### Set task
Rewrite every line of the items below as a numbered list, omitting any blank lines.

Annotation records

******************************

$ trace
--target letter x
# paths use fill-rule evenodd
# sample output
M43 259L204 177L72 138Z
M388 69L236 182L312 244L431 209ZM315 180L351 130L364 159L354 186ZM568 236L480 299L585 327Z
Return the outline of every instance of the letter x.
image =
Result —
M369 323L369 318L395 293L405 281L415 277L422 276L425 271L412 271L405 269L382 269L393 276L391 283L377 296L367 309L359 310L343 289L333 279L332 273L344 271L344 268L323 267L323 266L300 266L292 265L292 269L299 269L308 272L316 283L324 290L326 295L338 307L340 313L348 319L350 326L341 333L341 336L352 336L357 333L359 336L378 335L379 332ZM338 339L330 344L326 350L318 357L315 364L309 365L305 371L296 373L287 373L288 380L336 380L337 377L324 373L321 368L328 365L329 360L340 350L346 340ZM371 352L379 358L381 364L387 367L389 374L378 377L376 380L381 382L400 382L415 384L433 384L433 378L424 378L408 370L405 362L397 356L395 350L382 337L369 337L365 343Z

******************************

### Reply
1. $ trace
2. --target letter x
3. # paths use fill-rule evenodd
4. # sample output
5. M43 259L204 177L72 138Z
6. M388 69L236 182L312 244L431 209ZM315 180L351 130L364 159L354 186ZM568 236L480 299L585 327Z
7. Return the outline of every instance of the letter x.
8. image =
9. Result —
10. M369 323L369 318L395 293L405 281L415 277L422 276L425 271L412 271L405 269L382 269L393 276L391 283L377 296L367 309L359 310L343 289L333 279L332 273L344 271L344 268L323 267L323 266L300 266L292 265L292 269L299 269L308 272L316 283L324 290L326 295L338 307L340 313L348 319L350 326L341 333L341 336L352 336L357 333L359 336L378 335L379 332ZM338 339L330 344L326 350L318 357L315 364L309 365L305 371L296 373L287 373L288 380L336 380L337 377L324 373L321 368L328 365L329 360L340 350L346 340ZM371 352L379 358L381 364L387 367L389 374L378 377L376 380L381 382L400 382L415 384L433 384L433 378L424 378L408 370L405 362L397 356L395 350L382 337L369 337L365 343Z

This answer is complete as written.